## Exercise task
Starting with the line that contains "One point lands on each instance of the black", copy every line through the end of the data below, exactly and with nothing added.

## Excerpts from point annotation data
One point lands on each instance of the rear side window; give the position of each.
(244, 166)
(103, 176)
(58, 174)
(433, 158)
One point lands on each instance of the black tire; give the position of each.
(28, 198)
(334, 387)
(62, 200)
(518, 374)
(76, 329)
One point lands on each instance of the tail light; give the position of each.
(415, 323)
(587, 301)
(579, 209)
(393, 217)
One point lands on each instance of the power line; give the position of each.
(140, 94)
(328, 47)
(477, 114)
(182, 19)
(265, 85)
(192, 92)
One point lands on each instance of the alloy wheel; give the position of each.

## Result for this exercise
One point lands on each instance of the black tire; give the position of each.
(28, 198)
(334, 387)
(62, 200)
(518, 374)
(76, 329)
One point lands on each instance of the tail light; give the position of each.
(415, 323)
(587, 301)
(579, 209)
(393, 217)
One point lands on each instance of the power line; give the position of each.
(140, 94)
(328, 47)
(477, 114)
(182, 19)
(265, 85)
(192, 92)
One point lands on each instance of the alloy wheel; give the position of each.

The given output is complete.